Increased plant productivity and soil generation help marshes adapt

Accelerating rates of sea-level rise linked to climate change pose a major threat to coastal marshes and the vital carbon capturing they perform. But a new Duke University study finds marshes may be more resilient than previously believed.

An aerial image with false colors shows marsh elevations in the Venice Lagoon.

Credit: Marco Marani, Duke University

The research, published this month in the Proceedings of the National Academy of Sciences, shows that the significant boost in marsh plant productivity associated with elevated levels of atmospheric carbon dioxide will allow marshes to trap more sediment and create more organic soil.

This, in turn, will result in increased rates of accretion that will allow marshes to keep up with rising sea levels and may increase the thresholds for marsh drowning by up to 60 percent.

Coastal marshes absorb and store large amounts of carbon dioxide from Earth's atmosphere; they help filter out pollution in coastal waters; provide habitat for wildlife; help protect coastlines from erosion and storm surge; and can store huge amounts of floodwater, reducing the threat of flooding in low-lying coastal areas.

"Essentially, we found it's a self-rising mechanism marshes use to build themselves up," said Marco Marani, professor of ecohydrology at Duke's Nicholas School of the Environment and Pratt School of Engineering. "As levels of atmospheric carbon dioxide increase, more CO2 gets taken in by marsh plants. This spurs higher rates of photosynthesis and biomass production, so the plants produce more sediment-trapping growth above ground and generate more organic soil below ground."

The result is that the extent of marsh loss is significantly reduced, even under high rates of sea-level rise.

The study suggests this so-called "CO2 fertilization effect" may also contribute to a stabilizing feedback in the climate system as increased biomass production and organic deposition in marshes sequester larger amounts of carbon dioxide.

But there's an important caveat.

"While elevated atmospheric CO2 levels may offset some of the threats facing marshes from sea-level rise, another equally serious threat to marsh survival -- sediment starvation -- will remain," said Katherine M. Ratliff, a PhD student at Duke's Nicholas School, who was lead author of the study.

============

_Direction:_ Repeat the passage of the marsh article word for word, starting with "This, in turn, will" and going on through "low-lying coastal areas.".

============

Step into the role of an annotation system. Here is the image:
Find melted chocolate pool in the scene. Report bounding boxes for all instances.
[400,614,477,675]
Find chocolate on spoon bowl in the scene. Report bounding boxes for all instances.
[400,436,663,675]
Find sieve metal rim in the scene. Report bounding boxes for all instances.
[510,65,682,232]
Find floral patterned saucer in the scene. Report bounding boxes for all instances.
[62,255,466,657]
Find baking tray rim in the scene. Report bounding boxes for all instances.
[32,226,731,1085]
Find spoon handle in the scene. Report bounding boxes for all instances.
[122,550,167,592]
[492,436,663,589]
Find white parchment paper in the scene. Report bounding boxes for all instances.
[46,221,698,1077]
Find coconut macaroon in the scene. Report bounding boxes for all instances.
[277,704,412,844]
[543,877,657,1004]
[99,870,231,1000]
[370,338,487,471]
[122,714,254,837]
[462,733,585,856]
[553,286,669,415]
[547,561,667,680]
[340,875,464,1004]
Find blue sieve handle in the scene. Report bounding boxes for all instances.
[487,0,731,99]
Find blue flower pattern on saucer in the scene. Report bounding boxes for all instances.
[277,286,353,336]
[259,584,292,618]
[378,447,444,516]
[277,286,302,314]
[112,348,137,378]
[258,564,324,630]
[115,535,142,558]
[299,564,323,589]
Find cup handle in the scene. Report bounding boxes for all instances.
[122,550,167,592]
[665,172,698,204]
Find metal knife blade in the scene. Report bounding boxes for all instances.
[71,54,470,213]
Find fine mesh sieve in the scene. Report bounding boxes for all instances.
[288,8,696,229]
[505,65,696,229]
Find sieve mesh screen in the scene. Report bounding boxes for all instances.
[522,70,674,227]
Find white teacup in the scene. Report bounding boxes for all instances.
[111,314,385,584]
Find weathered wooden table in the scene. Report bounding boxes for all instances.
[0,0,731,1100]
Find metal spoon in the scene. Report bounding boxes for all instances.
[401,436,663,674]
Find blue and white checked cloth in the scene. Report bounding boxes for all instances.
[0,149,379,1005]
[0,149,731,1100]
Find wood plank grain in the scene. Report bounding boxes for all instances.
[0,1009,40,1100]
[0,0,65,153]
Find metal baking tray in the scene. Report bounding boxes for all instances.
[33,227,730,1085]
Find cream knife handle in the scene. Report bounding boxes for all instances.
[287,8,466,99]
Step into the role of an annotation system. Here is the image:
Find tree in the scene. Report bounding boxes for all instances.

============

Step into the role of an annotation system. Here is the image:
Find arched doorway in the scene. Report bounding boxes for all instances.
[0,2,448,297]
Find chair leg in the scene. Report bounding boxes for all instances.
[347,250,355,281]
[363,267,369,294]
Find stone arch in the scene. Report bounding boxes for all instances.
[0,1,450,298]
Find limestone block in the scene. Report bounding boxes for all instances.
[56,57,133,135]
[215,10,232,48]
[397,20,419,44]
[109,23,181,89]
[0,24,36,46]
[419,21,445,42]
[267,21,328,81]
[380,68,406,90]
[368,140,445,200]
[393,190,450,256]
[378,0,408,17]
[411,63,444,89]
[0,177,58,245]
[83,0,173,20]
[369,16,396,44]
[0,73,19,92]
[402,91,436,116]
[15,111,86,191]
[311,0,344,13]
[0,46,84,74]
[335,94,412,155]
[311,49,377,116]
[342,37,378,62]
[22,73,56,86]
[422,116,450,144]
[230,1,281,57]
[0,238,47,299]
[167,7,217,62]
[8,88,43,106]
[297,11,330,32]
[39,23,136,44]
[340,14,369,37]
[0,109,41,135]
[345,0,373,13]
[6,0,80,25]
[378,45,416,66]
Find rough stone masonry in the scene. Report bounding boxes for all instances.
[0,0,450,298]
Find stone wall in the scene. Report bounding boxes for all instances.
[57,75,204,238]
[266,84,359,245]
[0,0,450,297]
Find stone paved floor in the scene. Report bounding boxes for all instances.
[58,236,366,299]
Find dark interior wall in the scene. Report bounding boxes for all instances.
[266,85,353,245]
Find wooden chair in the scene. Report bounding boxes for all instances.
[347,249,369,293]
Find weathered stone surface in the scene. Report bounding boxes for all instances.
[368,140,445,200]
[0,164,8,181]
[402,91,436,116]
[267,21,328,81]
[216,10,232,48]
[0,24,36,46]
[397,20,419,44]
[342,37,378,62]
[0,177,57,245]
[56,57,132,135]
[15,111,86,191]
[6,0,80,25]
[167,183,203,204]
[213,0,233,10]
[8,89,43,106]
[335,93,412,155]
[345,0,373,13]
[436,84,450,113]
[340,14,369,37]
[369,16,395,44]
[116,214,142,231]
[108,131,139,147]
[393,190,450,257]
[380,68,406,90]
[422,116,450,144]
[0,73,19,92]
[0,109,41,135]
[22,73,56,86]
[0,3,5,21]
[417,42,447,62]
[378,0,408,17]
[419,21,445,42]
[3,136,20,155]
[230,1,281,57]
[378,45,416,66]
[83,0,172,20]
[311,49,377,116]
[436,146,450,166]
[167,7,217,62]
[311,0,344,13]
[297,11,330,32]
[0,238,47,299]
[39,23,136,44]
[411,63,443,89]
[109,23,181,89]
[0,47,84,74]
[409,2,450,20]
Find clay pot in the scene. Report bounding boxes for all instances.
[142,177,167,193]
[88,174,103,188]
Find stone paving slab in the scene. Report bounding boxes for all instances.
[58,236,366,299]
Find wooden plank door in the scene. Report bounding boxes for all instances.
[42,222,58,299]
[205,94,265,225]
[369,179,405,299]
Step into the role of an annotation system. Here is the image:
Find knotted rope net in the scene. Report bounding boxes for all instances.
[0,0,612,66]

============

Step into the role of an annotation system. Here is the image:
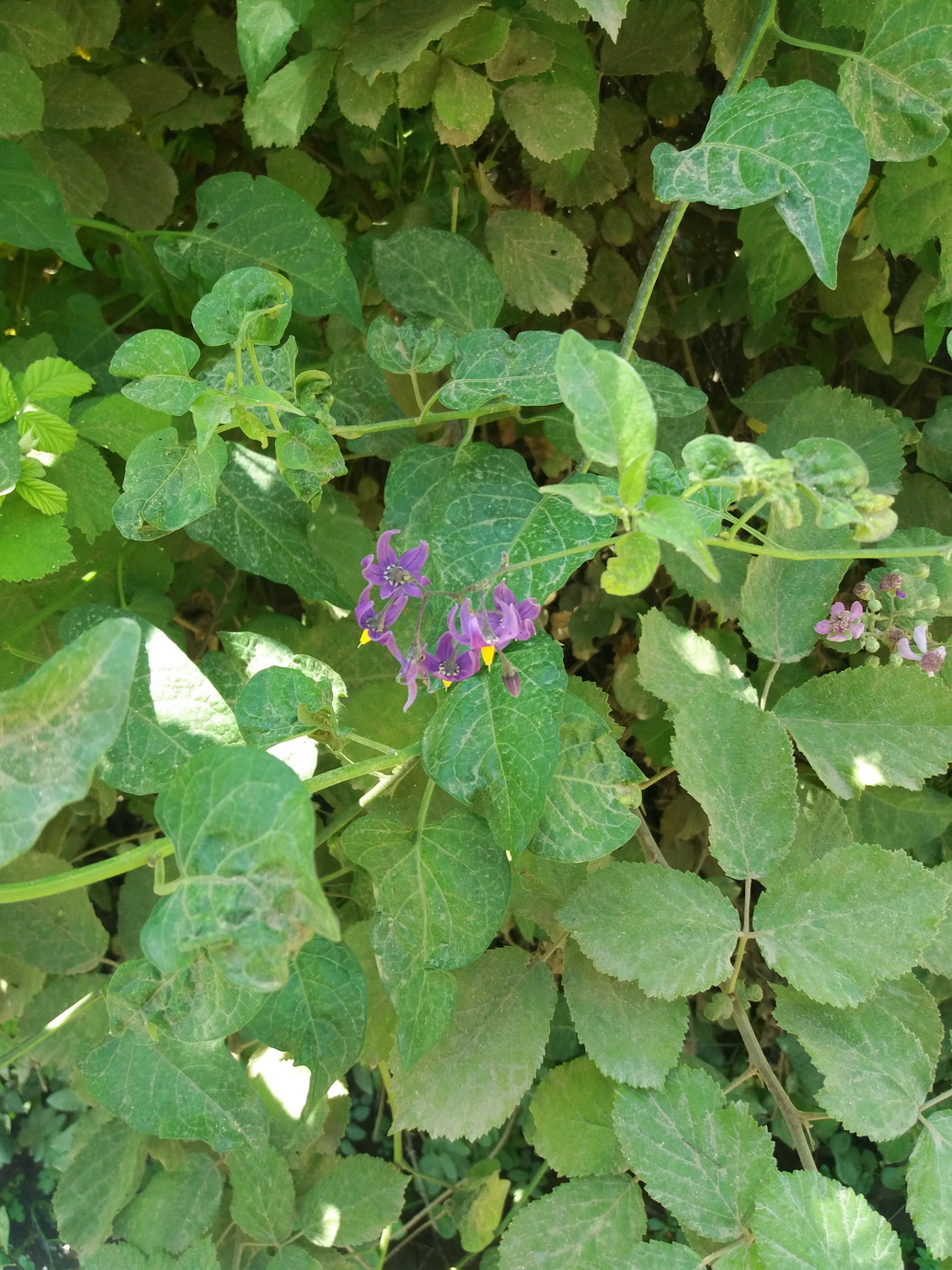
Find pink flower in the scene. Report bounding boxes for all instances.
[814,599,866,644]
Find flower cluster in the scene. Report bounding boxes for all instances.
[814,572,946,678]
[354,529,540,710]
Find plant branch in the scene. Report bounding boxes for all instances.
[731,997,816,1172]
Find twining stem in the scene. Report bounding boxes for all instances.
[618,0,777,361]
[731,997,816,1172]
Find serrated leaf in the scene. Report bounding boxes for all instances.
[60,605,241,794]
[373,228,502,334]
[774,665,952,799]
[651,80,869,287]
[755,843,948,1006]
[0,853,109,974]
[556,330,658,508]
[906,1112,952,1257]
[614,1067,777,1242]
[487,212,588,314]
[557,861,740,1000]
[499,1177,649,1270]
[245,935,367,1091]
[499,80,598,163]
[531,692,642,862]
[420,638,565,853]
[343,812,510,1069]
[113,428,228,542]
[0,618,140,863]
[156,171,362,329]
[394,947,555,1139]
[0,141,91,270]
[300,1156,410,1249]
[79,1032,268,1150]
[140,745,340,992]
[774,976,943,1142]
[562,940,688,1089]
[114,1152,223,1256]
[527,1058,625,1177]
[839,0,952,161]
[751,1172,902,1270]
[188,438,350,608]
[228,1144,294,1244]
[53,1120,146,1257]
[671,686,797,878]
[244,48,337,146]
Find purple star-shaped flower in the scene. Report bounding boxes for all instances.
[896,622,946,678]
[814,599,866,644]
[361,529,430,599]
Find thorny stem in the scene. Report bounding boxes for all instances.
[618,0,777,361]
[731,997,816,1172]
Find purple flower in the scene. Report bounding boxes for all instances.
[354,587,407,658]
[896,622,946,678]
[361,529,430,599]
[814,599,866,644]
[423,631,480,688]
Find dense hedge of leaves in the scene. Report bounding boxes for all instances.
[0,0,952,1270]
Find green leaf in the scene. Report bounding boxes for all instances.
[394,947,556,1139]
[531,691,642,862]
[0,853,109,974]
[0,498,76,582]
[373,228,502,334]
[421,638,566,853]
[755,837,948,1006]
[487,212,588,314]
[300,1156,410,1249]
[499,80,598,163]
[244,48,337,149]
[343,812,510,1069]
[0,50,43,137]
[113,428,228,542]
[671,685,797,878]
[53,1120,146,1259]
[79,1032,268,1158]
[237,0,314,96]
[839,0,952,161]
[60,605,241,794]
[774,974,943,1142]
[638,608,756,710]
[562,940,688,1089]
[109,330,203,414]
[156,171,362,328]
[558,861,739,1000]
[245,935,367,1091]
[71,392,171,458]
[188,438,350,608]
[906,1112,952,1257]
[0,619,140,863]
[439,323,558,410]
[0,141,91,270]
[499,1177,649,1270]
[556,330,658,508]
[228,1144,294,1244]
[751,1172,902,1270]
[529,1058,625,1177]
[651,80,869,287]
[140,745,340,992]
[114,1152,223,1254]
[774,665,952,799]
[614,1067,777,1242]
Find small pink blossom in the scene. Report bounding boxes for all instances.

============

_Correct output:_
This, in turn, will result in increased rates of accretion that will allow marshes to keep up with rising sea levels and may increase the thresholds for marsh drowning by up to 60 percent.

Coastal marshes absorb and store large amounts of carbon dioxide from Earth's atmosphere; they help filter out pollution in coastal waters; provide habitat for wildlife; help protect coastlines from erosion and storm surge; and can store huge amounts of floodwater, reducing the threat of flooding in low-lying coastal areas.